§ **Data shown**
────────────────────

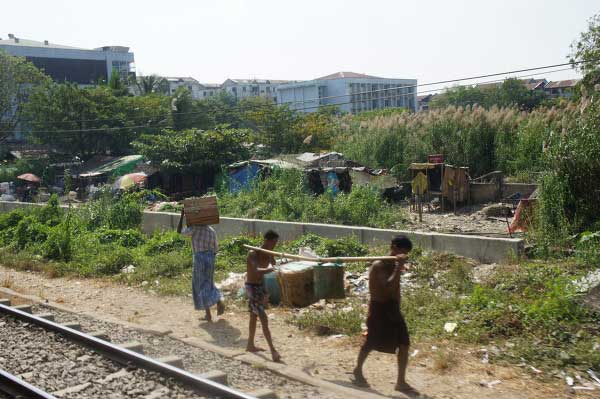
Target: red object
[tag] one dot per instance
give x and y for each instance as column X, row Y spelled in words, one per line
column 435, row 158
column 523, row 216
column 30, row 177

────────────────────

§ **Exercise prompt**
Every line from the one that holds "give x and y" to the end of the data above should be given again exactly, with that line and the last one both kept.

§ **Output for this task**
give x and y for each instance as column X, row Y spelled in words, one per line
column 435, row 158
column 523, row 216
column 30, row 177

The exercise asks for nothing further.